LESETEXT:
━━━━━━━━
Krankheitsbild Medikamentenkopfschmerz

80% der Betroffenen haben jeden Tag Kopfschmerzen, die vom Aufstehen bis zum Zu-Bett-Gehen bestehen. Die übrigen Patienten sind an mehr als 20 Tagen pro Monat von Kopfschmerzen betroffen.

 

Der Schmerzcharakter wird bei über der Hälfte der Betroffenen als dumpf-drückend beschrieben, die anderen Patienten empfinden den Kopfschmerz als pulsierend, oder er wird sowohl dumpf als auch pulsierend wahrgenommen.

 

Begleitsymptome des Schmerzes sind bei über 80% der Patienten Übelkeit und Erbrechen sowie Lärm- und Lichtempfindlichkeit. Weitere Krankheitsmerkmale können Konzentrationsstörungen, Vergesslichkeit, Schwindel, Müdigkeit, Kältegefühl, Verstimmungen und Schlafstörungen sein.

 

Ein beträchtlicher Teil der Patienten leidet zudem unter starken psychosozialen Problemen im familiären oder beruflichen Bereich. Über die Hälfte der Patienten fühlen sich durch die Dauerkopfschmerzen sehr stark in ihrer Lebensführung beeinträchtigt. Viele Patienten geben neben den medikamenteninduzierten Kopfschmerzen auch noch weitere Erkrankungen an, die vor allem im Bereich des Bewegungsapparates und der Psyche anzusiedeln sind. Kombinationspräparate, also Medikamente mit zwei und mehr Inhaltsstoffen, werden täglich von 88% der Betroffenen eingenommen.
━━━━━━━━
AUFGABENSTELLUNG:
Führe den Text über den Medikamentenkopfschmerz nach seinem letzten Satz weiter. Die Einträge braucht man dafür nicht.

Quelldatensätze
━━━━━━━━
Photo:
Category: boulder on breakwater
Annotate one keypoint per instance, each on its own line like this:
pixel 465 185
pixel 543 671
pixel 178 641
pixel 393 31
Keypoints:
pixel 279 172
━━━━━━━━
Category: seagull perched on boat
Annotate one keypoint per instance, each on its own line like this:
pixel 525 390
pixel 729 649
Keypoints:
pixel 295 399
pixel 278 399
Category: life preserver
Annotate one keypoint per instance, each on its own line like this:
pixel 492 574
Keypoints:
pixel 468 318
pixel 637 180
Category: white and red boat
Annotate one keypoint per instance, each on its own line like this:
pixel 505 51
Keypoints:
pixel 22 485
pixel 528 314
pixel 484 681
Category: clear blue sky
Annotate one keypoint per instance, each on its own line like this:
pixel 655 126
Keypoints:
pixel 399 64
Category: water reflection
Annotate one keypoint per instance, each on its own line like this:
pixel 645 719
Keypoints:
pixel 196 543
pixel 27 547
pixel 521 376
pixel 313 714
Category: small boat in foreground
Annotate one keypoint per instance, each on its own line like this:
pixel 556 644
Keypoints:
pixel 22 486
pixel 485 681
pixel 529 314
━━━━━━━━
ANTWORT:
Es gibt auch Verhaltensauffälligkeiten. Den hohen Schmerzmittelkonsum versuchen die Betroffenen zu verbergen. So gehen sie an mehreren Tagen in der Woche in verschiedene Apotheken, um sich mit ihren Schmerzmitteln einzudecken oder sie ordern gleich Groß- oder Klinikpackungen. Menschen (Apotheker, Bekannte, Freunde, Angehörige), denen der ungewöhnlich hohe Schmerzmittelkonsum auffällt und die zu einem Arztbesuch raten, werden gemieden, beschimpft oder müssen sonstige Abwehrreaktionen des Patienten ertragen.

 

Neben den Schmerzmitteln werden häufig auch noch Schlaf-, Abführ- und Beruhigungsmittel sowie andere Medikamente konsumiert. Bei der ärztlichen Untersuchung treten bei vielen Patienten bereits die Auswirkungen des Arzneimittelmissbrauchs zu Tage. Dies sind beispielsweise Mangenschleimhautentzündungen (siehe Gastritis), Magengeschwüre, Blutarmut, Polyneuropathien und Nierenschäden.

 

Viele Patienten kommen erst nach einem langen Leidensweg (10 bis 15 Jahren) zu der Erkenntnis grundlegend etwas ändern zu müssen. Aufbauend auf der Einsicht „aufgrund der Schmerzmittel bin ich so krank“, kann erst eine vernünftige Therapie beginnen.

 

Die Ursache des fortlaufenden Medikamentenmissbrauchs ist der Entzugskopfschmerz. Er setzt immer beim Nachlassen der Schmerzmittelwirkung ein. Von den Patienten wird der Schmerz als mittlerer bis starker Schmerz angegeben. Er wird begleitet von Übelkeit, Erbrechen, Angst und Unruhe, Kreislaufstörungen, Schwindel und bisweilen sogar Fieber. Die Einnahme von ein bis zwei Tabletten hebt diesen Entzugsschmerz kurzfristig auf, bewirkt aber langfristig eine Schmerzverstärkung.